◆ **ABOUT THIS EXERCISE**: Skip the pictures. Repeat everything else in the records word for word.
══ SOURCE RECORDS ══
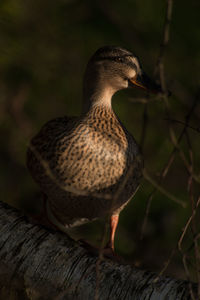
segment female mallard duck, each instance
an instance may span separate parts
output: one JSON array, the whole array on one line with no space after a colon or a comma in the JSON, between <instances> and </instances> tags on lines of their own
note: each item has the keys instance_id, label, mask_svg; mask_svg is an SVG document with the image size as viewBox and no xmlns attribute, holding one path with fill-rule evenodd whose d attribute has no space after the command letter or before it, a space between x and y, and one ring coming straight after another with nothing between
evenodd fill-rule
<instances>
[{"instance_id":1,"label":"female mallard duck","mask_svg":"<svg viewBox=\"0 0 200 300\"><path fill-rule=\"evenodd\" d=\"M100 48L86 68L81 116L47 122L27 153L28 169L46 195L49 221L66 232L109 217L112 250L119 213L136 192L143 168L135 139L111 105L112 96L128 87L160 91L131 52Z\"/></svg>"}]
</instances>

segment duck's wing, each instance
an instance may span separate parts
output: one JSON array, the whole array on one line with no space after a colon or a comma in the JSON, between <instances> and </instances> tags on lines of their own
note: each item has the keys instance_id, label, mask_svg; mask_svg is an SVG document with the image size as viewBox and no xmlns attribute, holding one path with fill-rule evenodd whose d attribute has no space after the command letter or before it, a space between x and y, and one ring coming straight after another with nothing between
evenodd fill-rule
<instances>
[{"instance_id":1,"label":"duck's wing","mask_svg":"<svg viewBox=\"0 0 200 300\"><path fill-rule=\"evenodd\" d=\"M114 129L100 129L74 117L57 118L42 127L31 140L27 165L44 192L60 186L79 194L120 182L133 159L126 134L120 139Z\"/></svg>"},{"instance_id":2,"label":"duck's wing","mask_svg":"<svg viewBox=\"0 0 200 300\"><path fill-rule=\"evenodd\" d=\"M71 131L75 127L77 117L59 117L43 125L35 135L27 150L27 167L40 184L40 179L55 173L59 168L58 157L62 154L63 146L69 144ZM65 145L63 144L65 143Z\"/></svg>"}]
</instances>

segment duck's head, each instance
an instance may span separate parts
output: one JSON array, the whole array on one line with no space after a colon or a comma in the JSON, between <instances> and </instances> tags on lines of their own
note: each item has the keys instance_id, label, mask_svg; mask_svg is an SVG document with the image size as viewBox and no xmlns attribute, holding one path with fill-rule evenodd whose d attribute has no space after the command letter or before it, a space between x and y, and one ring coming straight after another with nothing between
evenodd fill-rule
<instances>
[{"instance_id":1,"label":"duck's head","mask_svg":"<svg viewBox=\"0 0 200 300\"><path fill-rule=\"evenodd\" d=\"M99 103L109 105L114 93L128 87L161 92L160 86L144 73L133 53L116 46L98 49L86 68L84 101L89 101L89 106Z\"/></svg>"}]
</instances>

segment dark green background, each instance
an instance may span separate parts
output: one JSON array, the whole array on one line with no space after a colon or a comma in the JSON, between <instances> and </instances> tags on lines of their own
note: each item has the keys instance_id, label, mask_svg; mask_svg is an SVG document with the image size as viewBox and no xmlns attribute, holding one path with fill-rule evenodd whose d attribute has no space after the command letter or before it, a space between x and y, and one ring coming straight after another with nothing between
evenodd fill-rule
<instances>
[{"instance_id":1,"label":"dark green background","mask_svg":"<svg viewBox=\"0 0 200 300\"><path fill-rule=\"evenodd\" d=\"M184 121L199 86L200 2L174 1L170 43L166 49L165 71L172 91L171 118ZM164 0L78 1L1 0L0 2L0 193L1 200L31 210L40 199L25 166L28 142L47 120L79 114L82 76L89 57L103 45L120 45L139 56L143 68L154 76L166 13ZM133 99L145 95L121 91L113 107L128 130L140 142L144 103ZM151 96L150 100L153 100ZM147 104L148 123L144 141L145 166L158 175L173 149L166 106L162 99ZM190 124L199 127L200 105ZM173 124L178 136L183 126ZM195 172L200 168L200 133L188 130ZM189 159L185 138L181 142ZM181 230L191 215L187 191L188 173L176 155L163 186L188 203L183 209L161 193L153 199L144 239L140 240L146 203L153 187L142 182L134 200L120 217L116 236L117 252L139 267L160 271ZM199 185L194 185L194 195ZM196 199L196 198L195 198ZM88 238L98 240L102 226L84 227ZM197 232L198 232L197 224ZM192 245L189 228L184 249ZM189 252L191 263L193 246ZM185 278L182 255L176 252L167 274ZM192 271L192 278L195 272Z\"/></svg>"}]
</instances>

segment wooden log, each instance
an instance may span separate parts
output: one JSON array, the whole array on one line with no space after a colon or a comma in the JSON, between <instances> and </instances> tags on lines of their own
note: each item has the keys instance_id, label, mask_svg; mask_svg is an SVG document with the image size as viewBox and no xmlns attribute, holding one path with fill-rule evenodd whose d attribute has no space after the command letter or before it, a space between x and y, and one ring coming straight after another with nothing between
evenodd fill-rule
<instances>
[{"instance_id":1,"label":"wooden log","mask_svg":"<svg viewBox=\"0 0 200 300\"><path fill-rule=\"evenodd\" d=\"M109 259L0 202L0 299L190 299L196 284ZM155 280L157 278L157 280ZM98 287L98 289L97 289ZM98 297L97 297L98 296Z\"/></svg>"}]
</instances>

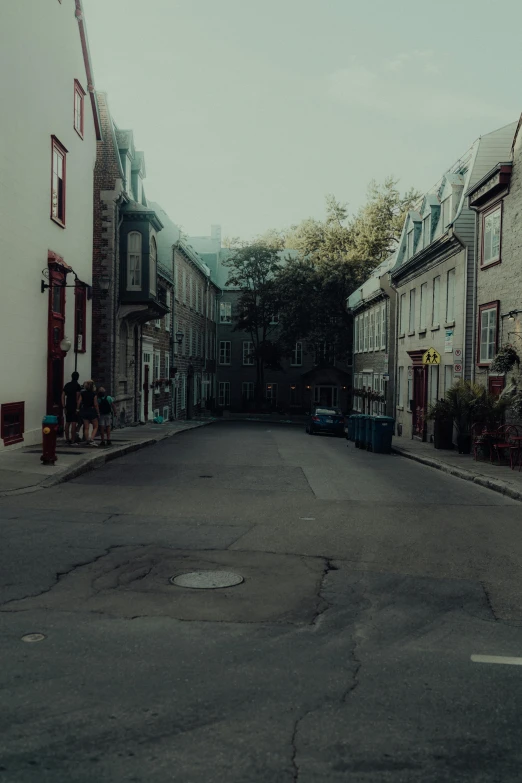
═══
◆ **ANSWER SPACE**:
segment female mallard duck, each instance
an instance may span separate parts
output: one JSON array, the whole array on one line with no space after a colon or a comma in the JSON, between <instances> and </instances> tags on lines of their own
note: each item has the keys instance_id, label, mask_svg; mask_svg is an SVG document with the image size as viewBox and no xmlns attribute, holding one path with fill-rule evenodd whose d attribute has no space after the command letter or before it, a space between x and y, and one ring coming straight after another with nothing between
evenodd fill-rule
<instances>
[{"instance_id":1,"label":"female mallard duck","mask_svg":"<svg viewBox=\"0 0 200 300\"><path fill-rule=\"evenodd\" d=\"M100 48L86 68L81 116L47 122L27 153L28 169L46 195L49 221L66 232L109 217L112 250L119 213L136 192L143 168L135 139L111 105L112 96L128 87L160 91L131 52Z\"/></svg>"}]
</instances>

segment duck's wing, each instance
an instance may span separate parts
output: one JSON array, the whole array on one line with no space after a colon or a comma in the JSON, between <instances> and </instances> tags on lines of their own
note: each item has the keys instance_id, label, mask_svg; mask_svg is an SVG document with the image size as viewBox and no xmlns attribute, holding one path with fill-rule evenodd whose d attribute has no space after the command letter or before it, a space between x and y, and one ring coming straight after another with nothing between
evenodd fill-rule
<instances>
[{"instance_id":1,"label":"duck's wing","mask_svg":"<svg viewBox=\"0 0 200 300\"><path fill-rule=\"evenodd\" d=\"M114 129L100 129L74 117L57 118L42 127L31 140L27 165L44 192L60 186L79 194L120 182L133 159L126 134L120 139Z\"/></svg>"},{"instance_id":2,"label":"duck's wing","mask_svg":"<svg viewBox=\"0 0 200 300\"><path fill-rule=\"evenodd\" d=\"M71 131L75 127L77 117L59 117L43 125L35 135L27 150L27 167L40 184L40 179L55 173L59 168L58 157L62 154L63 146L69 144ZM65 145L63 144L65 143Z\"/></svg>"}]
</instances>

segment duck's head, each instance
an instance may span separate parts
output: one JSON array, the whole array on one line with no space after a colon or a comma in the JSON, between <instances> and </instances> tags on lines of their own
note: each item has the keys instance_id, label, mask_svg; mask_svg is an SVG document with the image size as viewBox and no xmlns attribute, holding one path with fill-rule evenodd whose d attribute has no space after the command letter or before it, a space between x and y, and one ring coming straight after another with nothing between
evenodd fill-rule
<instances>
[{"instance_id":1,"label":"duck's head","mask_svg":"<svg viewBox=\"0 0 200 300\"><path fill-rule=\"evenodd\" d=\"M99 103L109 105L114 93L128 87L161 92L160 86L144 73L133 53L116 46L98 49L86 68L84 101L89 101L89 106Z\"/></svg>"}]
</instances>

segment dark green background, each instance
an instance may span separate parts
output: one JSON array, the whole array on one line with no space after a colon or a comma in the JSON, between <instances> and </instances> tags on lines of their own
note: each item has the keys instance_id, label, mask_svg; mask_svg is an SVG document with the image size as viewBox and no xmlns attribute, holding one path with fill-rule evenodd whose d attribute has no space after the command letter or before it, a space between x and y, and one ring coming straight after another with nothing between
evenodd fill-rule
<instances>
[{"instance_id":1,"label":"dark green background","mask_svg":"<svg viewBox=\"0 0 200 300\"><path fill-rule=\"evenodd\" d=\"M184 121L199 86L200 2L174 1L170 43L166 49L165 71L172 91L171 118ZM164 0L78 1L1 0L0 2L0 193L1 200L31 210L40 199L25 166L28 142L47 120L79 114L82 76L89 57L103 45L120 45L139 56L143 68L154 76L166 13ZM133 99L145 95L121 91L113 107L128 130L140 142L144 103ZM151 96L150 100L153 100ZM147 104L148 123L144 141L145 166L158 175L173 149L166 106L162 99ZM190 124L199 127L200 105ZM173 124L178 136L183 126ZM195 172L200 168L200 133L188 130ZM189 159L185 138L181 142ZM181 230L191 215L187 191L188 173L176 155L163 186L188 203L183 209L161 193L153 199L144 239L140 240L146 203L153 187L142 182L134 200L120 217L116 236L117 252L139 267L160 271ZM199 185L194 185L194 195ZM196 199L196 198L195 198ZM88 238L98 240L102 226L84 227ZM197 232L198 232L197 224ZM192 245L189 228L184 249ZM189 252L191 263L193 246ZM185 278L182 255L176 252L167 274ZM192 271L192 278L195 272Z\"/></svg>"}]
</instances>

segment wooden log, each instance
an instance may span separate parts
output: one JSON array, the whole array on one line with no space after a colon or a comma in the JSON, between <instances> and </instances> tags on lines of their own
note: each item has the keys instance_id, label, mask_svg; mask_svg is an SVG document with the image size as viewBox and no xmlns attribute, holding one path with fill-rule evenodd whose d attribute has no space after the command letter or before it, a space between x and y, and one ring coming straight after another with nothing between
evenodd fill-rule
<instances>
[{"instance_id":1,"label":"wooden log","mask_svg":"<svg viewBox=\"0 0 200 300\"><path fill-rule=\"evenodd\" d=\"M109 259L0 202L0 299L190 299L196 284ZM155 280L157 278L157 280ZM98 287L98 289L97 289ZM98 297L97 297L98 296Z\"/></svg>"}]
</instances>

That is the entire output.